EXTRAIT FOURNI:
* * * *

D'après Cécile Tardif, Portrait de Cécile Chaminade, Editions  Louise Courteau, Montréal, 1993.

La famille Chaminade arrive au Vésinet

Hippolyte Chaminade fait partie de cette bourgeoisie parisienne qui, quels que soient ses revenus, attache une grande importance à son train de vie et en premier lieu à son logement comme le démontrent amplement ses transactions immobilières. De plus, il sait flairer les bonnes affaires. Et, sous le Second Empire, les bonnes affaires ne manquent pas. [...]
Le Vésinet, ce "modèle français d'urbanisme paysager", avait tout en sa faveur pour attirer l'attention de l'homme d'affaires avisé qu'est M. Chaminade. Sans doute voit-il là une affaire intéressante. Et puis, comment résister à l'attrait d'une villégiature, presque de campagne, où se reposer, à l'instar des bourgeois prospères, des soucis de la ville ?
En 1864, au Vésinet, il est encore possible de se porter acquéreur de terrains fort bien situés. En avril et en mai, plusieurs sont mis aux enchères. Les prix atteints alors sont les plus bas depuis le début des adjudications en 1859. Le marché s'essouffle, les acheteurs se font plus rares.

* * * *

DONNÉES DE L'EXERCICE:
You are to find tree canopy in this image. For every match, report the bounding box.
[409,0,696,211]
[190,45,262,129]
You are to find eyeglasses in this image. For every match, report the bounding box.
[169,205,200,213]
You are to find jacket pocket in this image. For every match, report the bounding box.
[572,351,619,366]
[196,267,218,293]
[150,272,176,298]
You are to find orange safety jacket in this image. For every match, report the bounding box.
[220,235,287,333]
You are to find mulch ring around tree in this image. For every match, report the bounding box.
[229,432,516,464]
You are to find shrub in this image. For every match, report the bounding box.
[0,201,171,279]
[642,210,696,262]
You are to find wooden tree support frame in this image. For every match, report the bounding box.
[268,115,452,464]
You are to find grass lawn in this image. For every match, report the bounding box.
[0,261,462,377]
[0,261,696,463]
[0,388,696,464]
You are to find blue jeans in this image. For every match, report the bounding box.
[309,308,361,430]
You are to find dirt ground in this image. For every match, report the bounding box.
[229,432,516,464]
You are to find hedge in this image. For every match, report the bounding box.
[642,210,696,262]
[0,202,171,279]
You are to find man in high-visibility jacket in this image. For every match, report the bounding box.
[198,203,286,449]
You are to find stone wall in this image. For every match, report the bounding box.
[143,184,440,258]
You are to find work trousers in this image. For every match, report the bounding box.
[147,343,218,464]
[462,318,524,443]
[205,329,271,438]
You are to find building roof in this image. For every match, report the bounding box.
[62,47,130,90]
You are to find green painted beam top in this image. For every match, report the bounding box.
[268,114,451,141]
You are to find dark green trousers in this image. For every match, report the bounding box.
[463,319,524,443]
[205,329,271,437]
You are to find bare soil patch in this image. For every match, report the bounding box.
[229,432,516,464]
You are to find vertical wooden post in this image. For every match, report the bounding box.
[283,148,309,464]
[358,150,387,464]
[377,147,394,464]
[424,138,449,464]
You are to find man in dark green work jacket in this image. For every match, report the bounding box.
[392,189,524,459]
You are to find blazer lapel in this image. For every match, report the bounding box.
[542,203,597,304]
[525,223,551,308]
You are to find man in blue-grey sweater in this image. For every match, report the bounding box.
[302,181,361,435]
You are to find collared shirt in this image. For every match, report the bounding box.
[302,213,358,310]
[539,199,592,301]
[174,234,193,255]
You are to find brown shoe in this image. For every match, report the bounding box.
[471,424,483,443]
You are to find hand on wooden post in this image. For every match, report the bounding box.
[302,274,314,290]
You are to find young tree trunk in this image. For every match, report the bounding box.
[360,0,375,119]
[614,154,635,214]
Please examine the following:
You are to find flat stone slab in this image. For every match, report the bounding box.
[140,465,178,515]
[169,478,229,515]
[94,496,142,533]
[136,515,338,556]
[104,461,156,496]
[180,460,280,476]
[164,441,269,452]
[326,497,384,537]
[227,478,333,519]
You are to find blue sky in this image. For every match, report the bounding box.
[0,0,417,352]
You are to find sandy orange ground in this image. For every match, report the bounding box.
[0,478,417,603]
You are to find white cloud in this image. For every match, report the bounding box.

* * * *

CONSIGNES:
1/ Pouvez-vous recopier fidèlement le passage du texte sur l'arrivée des Chaminade au Vésinet qui s'ouvre sur les mots « En 1864, au » et se clôt sur « font plus rares. » ?
2/ Pouvez-vous reprendre uniquement les lignes de la liste allant de celle qui contient « You are to find dark » jusqu'à celle qui contient « [302,181,361,435] », toutes deux incluses, en substituant « person » à « man » sans rien modifier d'autre ?

RÉSULTATS FINAUX:
1/
En 1864, au Vésinet, il est encore possible de se porter acquéreur de terrains fort bien situés. En avril et en mai, plusieurs sont mis aux enchères. Les prix atteints alors sont les plus bas depuis le début des adjudications en 1859. Le marché s'essouffle, les acheteurs se font plus rares.

2/
You are to find dark green trousers in this image. For every match, report the bounding box.
[463,319,524,443]
[205,329,271,437]
You are to find bare soil patch in this image. For every match, report the bounding box.
[229,432,516,464]
You are to find vertical wooden post in this image. For every match, report the bounding box.
[283,148,309,464]
[358,150,387,464]
[377,147,394,464]
[424,138,449,464]
You are to find person in dark green work jacket in this image. For every match, report the bounding box.
[392,189,524,459]
You are to find blazer lapel in this image. For every match, report the bounding box.
[542,203,597,304]
[525,223,551,308]
You are to find person in blue-grey sweater in this image. For every match, report the bounding box.
[302,181,361,435]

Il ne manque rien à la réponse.